Data entries:

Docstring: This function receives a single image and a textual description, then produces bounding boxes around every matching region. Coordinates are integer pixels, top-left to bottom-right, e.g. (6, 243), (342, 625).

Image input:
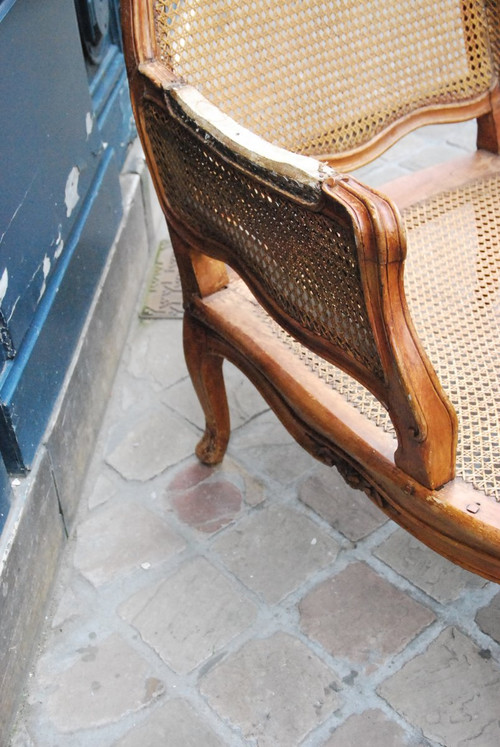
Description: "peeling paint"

(38, 254), (51, 301)
(85, 112), (94, 140)
(54, 226), (64, 259)
(64, 166), (80, 218)
(0, 268), (9, 304)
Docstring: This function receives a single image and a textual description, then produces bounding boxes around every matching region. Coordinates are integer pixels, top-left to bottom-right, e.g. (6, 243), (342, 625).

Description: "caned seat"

(122, 0), (500, 580)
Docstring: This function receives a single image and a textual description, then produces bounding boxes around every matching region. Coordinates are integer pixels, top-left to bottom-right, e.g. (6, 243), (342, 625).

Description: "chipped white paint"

(0, 268), (9, 303)
(38, 254), (51, 301)
(85, 112), (94, 140)
(170, 85), (337, 186)
(54, 226), (64, 259)
(64, 166), (80, 218)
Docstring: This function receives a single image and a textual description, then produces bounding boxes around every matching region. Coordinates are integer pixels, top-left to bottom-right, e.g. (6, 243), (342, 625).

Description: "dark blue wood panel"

(0, 0), (103, 357)
(0, 0), (133, 474)
(0, 149), (121, 473)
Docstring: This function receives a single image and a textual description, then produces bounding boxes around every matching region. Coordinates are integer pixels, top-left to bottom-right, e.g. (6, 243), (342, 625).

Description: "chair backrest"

(154, 0), (499, 155)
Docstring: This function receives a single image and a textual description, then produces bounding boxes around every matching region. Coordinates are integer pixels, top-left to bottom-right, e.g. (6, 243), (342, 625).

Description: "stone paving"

(8, 120), (500, 747)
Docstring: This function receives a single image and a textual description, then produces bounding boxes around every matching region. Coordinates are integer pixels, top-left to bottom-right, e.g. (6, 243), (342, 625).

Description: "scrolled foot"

(196, 429), (227, 466)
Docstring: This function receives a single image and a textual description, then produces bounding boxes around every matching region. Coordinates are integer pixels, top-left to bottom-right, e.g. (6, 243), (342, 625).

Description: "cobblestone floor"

(12, 120), (500, 747)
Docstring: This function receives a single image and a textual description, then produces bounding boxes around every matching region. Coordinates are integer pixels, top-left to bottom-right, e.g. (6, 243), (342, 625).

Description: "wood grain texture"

(122, 0), (500, 581)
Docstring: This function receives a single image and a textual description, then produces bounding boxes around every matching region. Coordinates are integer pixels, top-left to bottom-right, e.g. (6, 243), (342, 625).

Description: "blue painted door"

(0, 0), (133, 524)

Exercise aim: Restate each entry word for word, leaving out any pictures.

Full response:
Docstring: This function receives a single image and a textual description, then produces bounding boxes around every matching region. Coordinates are integer pixels, top-left to bottom-right, e.g. (6, 243), (342, 625).

Image input:
Description: "peeling paint"

(38, 254), (51, 301)
(85, 112), (94, 140)
(54, 226), (64, 259)
(64, 166), (80, 218)
(0, 268), (9, 304)
Docstring: This function receives a single image and a textual description, then produces bounding boxes around every matching region. Coordinates are integer pixels, top-left to bottom-right, e.g. (6, 243), (342, 625).

Description: "caned seat"

(122, 0), (500, 580)
Docstring: This function receives a single image and a textual description, then produces bounding boxes around every matching region. Coordinates are integer pixels, top-left to bottom-right, e.g. (6, 243), (342, 625).

Description: "chipped white paint"

(0, 268), (9, 303)
(38, 254), (51, 301)
(85, 112), (94, 140)
(170, 85), (337, 186)
(54, 226), (64, 259)
(64, 166), (80, 218)
Docstring: This function receives a single image and a textual description, then produces bounding boxes around every matching region. Coordinates are integer pixels, top-left to bottom-right, e.g. (6, 243), (342, 625).

Description: "dark blue wood panel"

(0, 0), (103, 357)
(0, 0), (133, 474)
(0, 149), (121, 473)
Docstring: This function receives a single image and a textual description, then produces bounding boxes around every matching region. Coordinates are integer pixels, top-left to bottom-right, e.g. (6, 243), (342, 625).

Description: "chair backrest"

(154, 0), (499, 155)
Docstring: This function receives a single image and a textual description, then produces bounding boxes around every matching region. Coordinates are integer pixels, top-left to bottom-right, e.g. (6, 243), (342, 625).

Description: "stone paving"

(8, 120), (500, 747)
Docstring: This function receives a single image and a textual description, then produces bounding boxes around every matching region. Coordinates are integer pixels, top-left to bottom-right, e.g. (6, 243), (342, 625).

Description: "scrolled foot"

(196, 429), (227, 466)
Docstring: This function receives a single image and a textual description, then produces bounding boxes around every matching region. Coordinates are integer pixels, top-left to bottom-right, e.g. (6, 243), (342, 625).

Description: "cobblestone floor"

(12, 120), (500, 747)
Docstring: This function receives a single image and a textual description, then produces bounding boxes around every matching region. Coordinates are integer pixels, top-left to bottom-right, e.g. (6, 243), (342, 625).

Description: "wood grain texture"

(122, 0), (500, 581)
Docstring: This function receives a single image and a textual description, then produces bounding boxes around every matching region. Coordinates are integer pixels, top-left to bottom-right, e.g. (6, 243), (342, 625).

Description: "blue painted door"

(0, 0), (133, 524)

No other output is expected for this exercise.